Please quote the items below verbatim, from the line that contains "Return boxes for any black" through the line that contains "Return boxes for any cockatoo head present.", including both of those lines.

* _Provided data_:
───

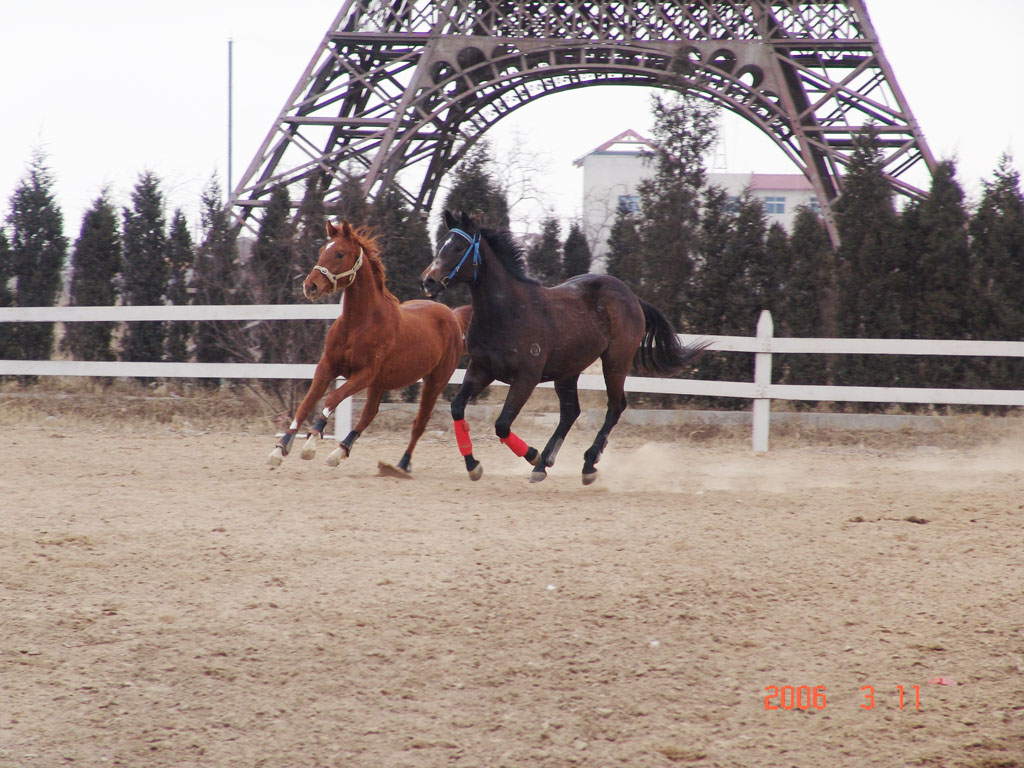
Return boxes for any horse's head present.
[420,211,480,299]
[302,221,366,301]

───

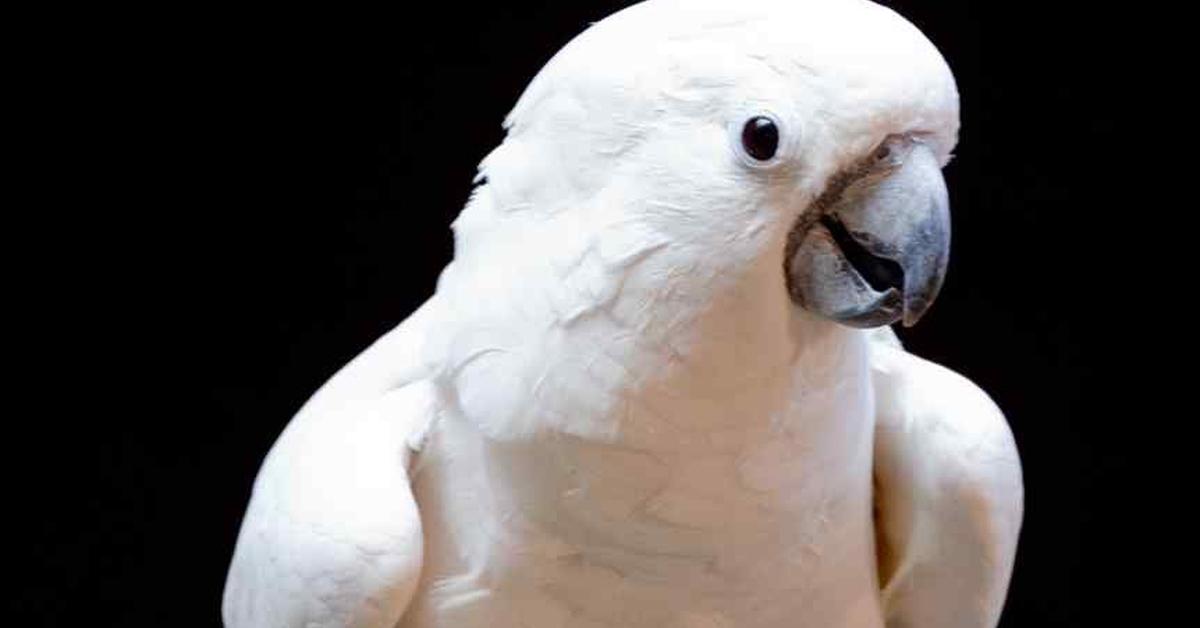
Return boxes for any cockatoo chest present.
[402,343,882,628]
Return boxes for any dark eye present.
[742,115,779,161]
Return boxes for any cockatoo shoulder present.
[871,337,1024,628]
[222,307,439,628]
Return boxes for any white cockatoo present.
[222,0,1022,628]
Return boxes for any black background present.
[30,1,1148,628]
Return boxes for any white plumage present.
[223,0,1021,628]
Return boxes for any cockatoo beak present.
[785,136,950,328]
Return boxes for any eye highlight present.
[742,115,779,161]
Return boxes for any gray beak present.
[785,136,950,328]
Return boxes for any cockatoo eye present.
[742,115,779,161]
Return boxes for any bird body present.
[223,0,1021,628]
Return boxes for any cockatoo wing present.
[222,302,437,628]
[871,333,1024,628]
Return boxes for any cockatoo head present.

───

* _Reply to the exercise_:
Return boxes for any black background present.
[30,1,1148,628]
Return boxes for any white plumage present.
[223,0,1021,628]
Return boxes for any cockatoo beak present.
[785,136,950,328]
Return boxes for any eye highlight present.
[742,115,779,161]
Return boxes for any gray beak present.
[785,136,950,328]
Return boxes for any cockatoo eye present.
[742,115,779,161]
Return boxes for any bird body present.
[223,0,1021,628]
Return boxes for any cockatoo wing present.
[222,302,437,628]
[871,333,1024,628]
Return boxes for any cockatoo head present.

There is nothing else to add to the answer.